=== SUPPLIED PASSAGE ===
Data Processing Addendum
GDPR / UK GDPR data-processing terms for DivineCare Service customers.
1. Definitions
Terms such as “controller”, “processor”, “personal data”, “processing”, “data subject”, “sub-processor”, and “personal data breach” have the meanings given to them in the GDPR (Regulation (EU) 2016/679) and the UK GDPR.
2. Roles
With respect to Customer Personal Data processed via the Service, the Customer is the controller and DivineCare Service is the processor.
3. Subject matter, duration, and nature
- Subject matter: provision of the DivineCare Service platform.
- Duration: for the term of the Master Agreement, plus any retention period required by law.
- Nature & purpose: hosting, processing, and securing patient and care-team data on the Customer's behalf.
- Categories of data subjects: patients / care recipients, guardians, agency staff users.
- Categories of personal data: identity, contact, clinical and care records, scheduling, and audit metadata.
4. Processor obligations
- Process personal data only on documented instructions from the Customer.
- Ensure persons authorised to process the data are bound by confidentiality.
- Implement appropriate technical and organisational measures (see Security).
- Engage sub-processors only with the Customer's general written authorisation and under equivalent data-protection obligations.
- Assist the Customer, taking the nature of processing into account, in fulfilling data-subject requests.
- Assist with security, breach notification, DPIAs, and prior consultation as required by Articles 32–36 GDPR.
- At the Customer's choice, return or delete Customer Personal Data at the end of the engagement.
5. Sub-processors
We use a small, carefully-vetted set of sub-processors necessary to operate the Service — including cloud hosting, encrypted blob storage, email and SMS delivery providers. The current list is available on request and via in-product notice. We notify Customers of intended changes and give them an opportunity to object on reasonable data-protection grounds.
6. International transfers
Where Customer Personal Data is transferred outside its origin region, transfers rely on the European Commission's Standard Contractual Clauses (or the UK Addendum / UK IDTA, as applicable), supplemented by technical safeguards including encryption in transit and at rest. Data-residency options (US, EU, UK) are available for eligible deployments.

=== RECORD EXCERPTS ===
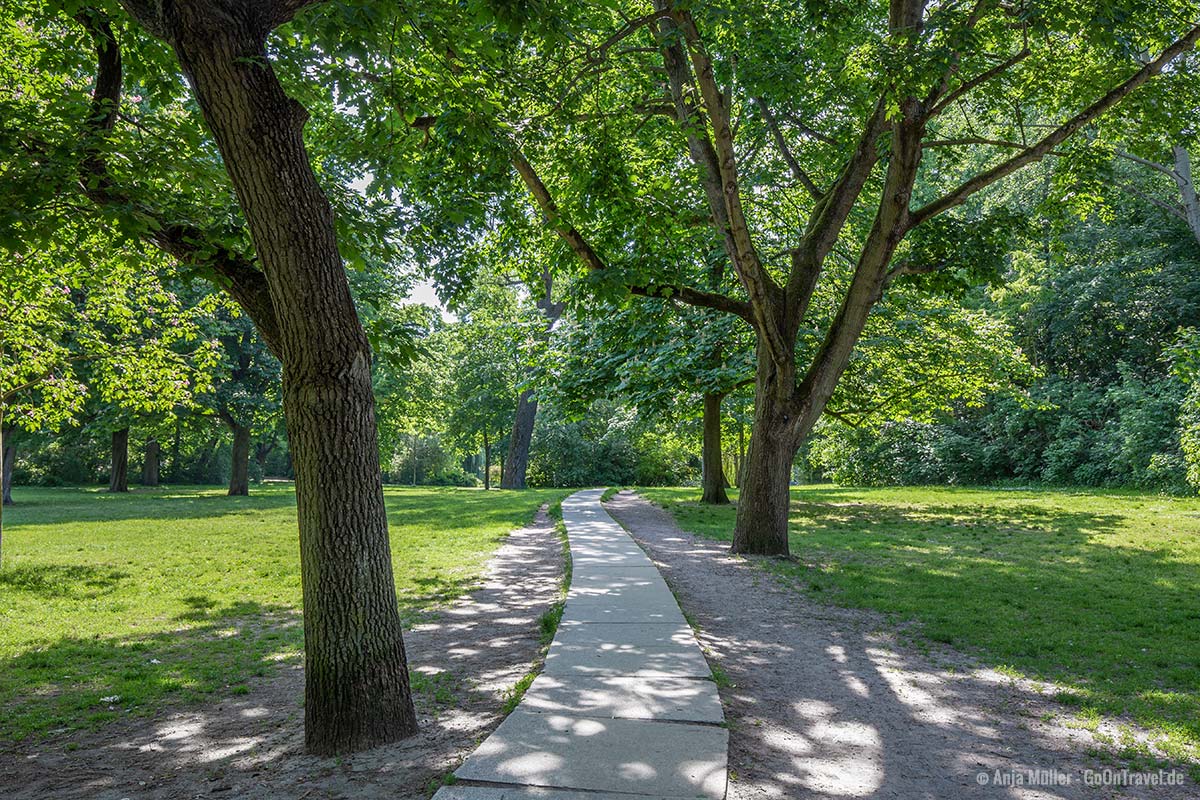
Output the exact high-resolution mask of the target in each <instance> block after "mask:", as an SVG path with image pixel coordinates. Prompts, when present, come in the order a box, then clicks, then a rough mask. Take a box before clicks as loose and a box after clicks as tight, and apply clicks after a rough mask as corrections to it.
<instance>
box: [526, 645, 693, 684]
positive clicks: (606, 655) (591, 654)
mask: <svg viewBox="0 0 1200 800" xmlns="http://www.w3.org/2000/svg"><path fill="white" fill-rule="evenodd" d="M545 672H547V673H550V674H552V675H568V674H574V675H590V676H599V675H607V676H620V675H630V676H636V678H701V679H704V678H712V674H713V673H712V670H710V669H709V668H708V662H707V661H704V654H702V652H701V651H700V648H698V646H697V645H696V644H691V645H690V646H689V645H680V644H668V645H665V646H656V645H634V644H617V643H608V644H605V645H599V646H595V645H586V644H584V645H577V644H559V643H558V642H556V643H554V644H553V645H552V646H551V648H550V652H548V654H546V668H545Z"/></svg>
--
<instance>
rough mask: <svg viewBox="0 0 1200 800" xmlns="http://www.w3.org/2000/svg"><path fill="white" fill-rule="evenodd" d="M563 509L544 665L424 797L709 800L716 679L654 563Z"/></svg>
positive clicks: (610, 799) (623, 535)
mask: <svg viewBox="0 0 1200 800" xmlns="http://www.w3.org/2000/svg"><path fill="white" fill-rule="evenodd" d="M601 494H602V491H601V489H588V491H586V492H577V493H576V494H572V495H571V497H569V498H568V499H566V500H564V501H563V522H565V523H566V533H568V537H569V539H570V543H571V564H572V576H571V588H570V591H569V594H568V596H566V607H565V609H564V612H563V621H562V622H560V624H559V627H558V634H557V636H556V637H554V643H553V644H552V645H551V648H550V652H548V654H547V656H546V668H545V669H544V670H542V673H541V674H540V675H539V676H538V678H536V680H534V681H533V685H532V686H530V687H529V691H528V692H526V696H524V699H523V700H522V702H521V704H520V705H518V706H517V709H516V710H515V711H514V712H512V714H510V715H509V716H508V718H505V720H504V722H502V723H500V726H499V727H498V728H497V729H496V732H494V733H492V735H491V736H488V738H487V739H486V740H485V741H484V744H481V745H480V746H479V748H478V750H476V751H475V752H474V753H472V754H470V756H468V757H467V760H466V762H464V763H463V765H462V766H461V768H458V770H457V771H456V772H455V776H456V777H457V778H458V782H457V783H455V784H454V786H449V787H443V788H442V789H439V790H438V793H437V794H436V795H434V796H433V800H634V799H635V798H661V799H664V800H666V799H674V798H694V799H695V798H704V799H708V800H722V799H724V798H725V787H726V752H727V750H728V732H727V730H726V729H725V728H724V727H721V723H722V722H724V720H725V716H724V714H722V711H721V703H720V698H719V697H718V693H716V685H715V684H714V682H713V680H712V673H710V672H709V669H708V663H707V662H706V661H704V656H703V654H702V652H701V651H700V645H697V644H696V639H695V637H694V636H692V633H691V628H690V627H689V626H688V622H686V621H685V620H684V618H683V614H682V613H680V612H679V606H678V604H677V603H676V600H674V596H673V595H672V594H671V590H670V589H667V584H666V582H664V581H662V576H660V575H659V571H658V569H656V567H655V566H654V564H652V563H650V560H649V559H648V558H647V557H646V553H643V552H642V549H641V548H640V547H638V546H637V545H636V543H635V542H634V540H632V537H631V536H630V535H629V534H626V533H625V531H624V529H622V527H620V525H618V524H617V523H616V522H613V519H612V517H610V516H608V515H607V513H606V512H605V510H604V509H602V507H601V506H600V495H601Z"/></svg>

=== ASSIGNMENT ===
Duplicate the data processing addendum from "1. Definitions" up to and including "is the processor.", word for word.

=== SOLUTION BELOW ===
1. Definitions
Terms such as “controller”, “processor”, “personal data”, “processing”, “data subject”, “sub-processor”, and “personal data breach” have the meanings given to them in the GDPR (Regulation (EU) 2016/679) and the UK GDPR.
2. Roles
With respect to Customer Personal Data processed via the Service, the Customer is the controller and DivineCare Service is the processor.